== Reading passage ==

=== Section Start ===

Giant eggshells reveal the secrets of Madagascar's elephant birds
New research analyzing eggshells sheds light on the 1,000-pound elephant birds that once roamed Madagascar.
Towering around nine feet tall – half of that neck – and weighing in at more than 300 pounds, ostriches are the biggest birds on the planet today.
But there once was an even bigger bird, which roamed Madagascar before dying out roughly 1,000 years ago: the elephant bird.
Scientists don't know much about these massive birds. But a study recently published in Nature Communications has revealed new details about their lives – through a novel analysis of fossilized eggshells.
"[Elephant birds] weigh well over 1,000 pounds ... they lay an egg that's about a foot and a half in length," said Gifford Miller, a professor at University of Colorado, Boulder and one of the co-authors of the study.
The birds once had the ability to fly, Miller said. But when they landed in Madagascar, they likely encountered few predators, evolving into flightless birds and ballooning in size.
"They must have very flexible DNA that allows them to grow big fairly quickly. And they're at a size where they could sort of defend themselves from any natural predator who might be out there," Miller said.
The birds have remained somewhat of a mystery to scientists because there isn't much left of them to study.
"The skeletal fossil record is pretty patchy. There's not a lot of complete bones," said Alicia Grealy, a researcher with Australia's national science agency and another co-author on the study.
So instead of bones, the team analyzed fossilized shards of eggshells, which litter sand dunes and beaches throughout Madagascar today.
"It was pretty exciting," Miller said. "We had a Malagasy guide with us at all times that could help us get around and negotiate with [locals] to get permission to be on the land, and then to wander around and find these."
"The eggshells look like pottery. They're so strong – they're not at all fragile."
The shells have preserved the bird's DNA, as well as "stable isotopes," atomic signatures that the researchers used to study the birds' diets.
Miller and Grealy's team found preliminary evidence for a previously unknown lineage of the birds in northern Madagascar.
"That was kind of surprising, because no skeletons have ever been found there," Grealy said.
As for what happened to the elephant birds?
The scientists say no one knows exactly why they disappeared. But they did vanish sometime after the first humans arrived on Madagascar, suggesting some combination of hunting and habitat change might have made humans a predator that even elephant birds were unable to match.

=== Section End ===

== Excerpted data ==

=== Section Start ===

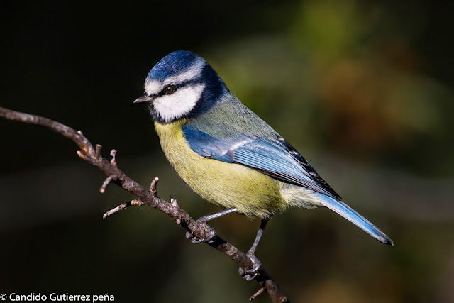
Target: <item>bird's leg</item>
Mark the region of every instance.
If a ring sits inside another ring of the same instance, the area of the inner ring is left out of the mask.
[[[263,230],[267,226],[267,223],[268,223],[269,219],[262,219],[260,222],[260,227],[258,228],[258,231],[257,232],[257,236],[255,236],[255,240],[254,240],[254,243],[253,246],[249,248],[248,253],[246,253],[246,255],[250,258],[250,260],[253,262],[253,266],[250,270],[244,270],[243,268],[238,268],[238,273],[247,280],[248,281],[250,281],[253,280],[257,275],[257,272],[258,269],[262,266],[262,263],[260,260],[255,257],[255,250],[257,250],[257,246],[258,246],[258,243],[260,241],[260,238],[262,238],[262,234],[263,233]]]
[[[199,222],[206,223],[210,220],[213,220],[214,219],[219,218],[225,214],[231,214],[233,212],[236,212],[238,209],[236,207],[223,210],[222,211],[217,212],[216,214],[211,214],[206,216],[201,216],[197,219]],[[216,236],[216,233],[212,232],[209,237],[206,238],[199,238],[196,236],[194,236],[192,233],[189,233],[189,231],[186,233],[186,238],[191,240],[194,244],[199,244],[201,242],[208,242],[211,240]]]
[[[236,207],[233,207],[232,209],[226,209],[224,211],[219,211],[216,214],[211,214],[206,216],[201,216],[197,219],[197,221],[199,221],[201,222],[208,222],[209,221],[213,220],[214,219],[219,218],[220,216],[222,216],[225,214],[236,212],[237,211],[238,209],[236,209]]]

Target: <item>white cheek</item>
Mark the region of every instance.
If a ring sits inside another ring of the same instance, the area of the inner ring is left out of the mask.
[[[204,90],[204,84],[181,87],[172,94],[156,98],[153,105],[165,122],[189,114],[196,106]]]

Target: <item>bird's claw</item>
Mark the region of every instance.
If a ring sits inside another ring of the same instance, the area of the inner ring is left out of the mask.
[[[246,253],[246,255],[249,257],[250,260],[253,263],[253,268],[250,270],[244,270],[242,267],[238,268],[238,273],[243,279],[246,281],[253,280],[257,277],[258,274],[258,270],[262,266],[262,263],[260,260],[257,258],[257,257],[251,253]]]

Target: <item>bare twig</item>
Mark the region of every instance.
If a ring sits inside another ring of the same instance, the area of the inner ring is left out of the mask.
[[[148,205],[166,214],[187,232],[192,233],[199,238],[206,238],[211,233],[214,232],[213,228],[206,223],[192,219],[189,214],[178,206],[177,200],[172,199],[172,203],[168,203],[159,198],[157,196],[156,190],[156,184],[159,180],[157,177],[155,177],[152,181],[150,191],[146,190],[117,167],[115,158],[116,150],[112,150],[111,151],[109,160],[103,158],[101,155],[101,145],[96,145],[94,148],[92,143],[85,138],[82,131],[76,131],[69,126],[47,118],[14,111],[3,107],[0,107],[0,117],[44,126],[69,138],[81,149],[77,151],[77,155],[81,158],[98,167],[108,176],[100,189],[101,192],[105,191],[109,184],[114,182],[138,198],[107,211],[103,216],[104,218],[131,206]],[[215,236],[207,244],[228,256],[243,268],[252,268],[253,266],[252,261],[245,253],[218,236]],[[250,297],[251,299],[260,295],[263,290],[266,290],[274,302],[289,302],[288,297],[279,288],[275,280],[262,268],[259,269],[255,280],[259,282],[260,289]]]

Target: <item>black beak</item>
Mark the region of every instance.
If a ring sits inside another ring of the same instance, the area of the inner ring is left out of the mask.
[[[142,96],[139,97],[135,99],[135,101],[133,103],[143,103],[143,102],[149,102],[153,101],[153,97],[150,97],[146,94],[143,94]]]

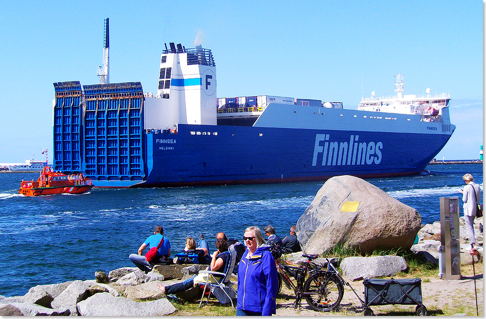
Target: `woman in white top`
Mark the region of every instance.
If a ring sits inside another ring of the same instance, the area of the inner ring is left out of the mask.
[[[481,200],[481,189],[479,185],[472,181],[474,179],[470,174],[466,174],[462,177],[462,179],[467,185],[464,187],[464,190],[461,189],[459,191],[462,193],[462,201],[464,203],[463,209],[464,211],[464,219],[466,220],[466,229],[471,241],[472,248],[476,246],[474,218],[476,217],[477,203]]]

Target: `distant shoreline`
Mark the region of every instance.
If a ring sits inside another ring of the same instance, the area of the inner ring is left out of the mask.
[[[451,165],[454,164],[482,164],[482,160],[443,160],[437,161],[434,158],[428,164],[429,165]],[[35,173],[40,171],[16,171],[11,172],[8,167],[0,166],[0,173]]]
[[[450,164],[482,164],[482,160],[445,160],[437,161],[434,158],[429,165],[446,165]]]

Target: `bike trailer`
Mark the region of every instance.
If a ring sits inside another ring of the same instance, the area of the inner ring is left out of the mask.
[[[417,305],[418,315],[427,315],[427,308],[422,303],[422,280],[365,279],[364,315],[373,315],[370,306],[380,305]]]

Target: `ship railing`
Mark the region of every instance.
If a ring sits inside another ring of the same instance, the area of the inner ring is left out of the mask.
[[[403,95],[401,98],[400,100],[407,100],[410,98],[413,99],[448,99],[451,97],[451,95],[449,93],[440,93],[439,94],[422,94],[422,95]],[[379,96],[375,97],[372,96],[369,98],[364,98],[362,102],[368,102],[370,101],[379,101],[380,100],[396,100],[398,97],[396,95],[390,95],[388,96]]]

=== Section End ===

== Task 1 ==
Rewrite the stretch of the elephant bird article from "So instead of" through "in northern Madagascar.", replacing "sand dunes" with "coastal dunes".
== Task 2 ==
Answer these questions from the elephant bird article:
(a) According to Miller, about how long is an elephant bird egg?
(b) In what part of Madagascar did the team find preliminary evidence for a previously unknown lineage of the birds?
(c) Roughly how long ago did the elephant bird die out?
Work only from the elephant bird article.

== Final answer 1 ==
So instead of bones, the team analyzed fossilized shards of eggshells, which litter coastal dunes and beaches throughout Madagascar today.
"It was pretty exciting," Miller said. "We had a Malagasy guide with us at all times that could help us get around and negotiate with [locals] to get permission to be on the land, and then to wander around and find these."
"The eggshells look like pottery. They're so strong – they're not at all fragile."
The shells have preserved the bird's DNA, as well as "stable isotopes," atomic signatures that the researchers used to study the birds' diets.
Miller and Grealy's team found preliminary evidence for a previously unknown lineage of the birds in northern Madagascar.

== Final answer 2 ==
(a) About a foot and a half in length.
(b) Northern Madagascar.
(c) Roughly 1,000 years ago.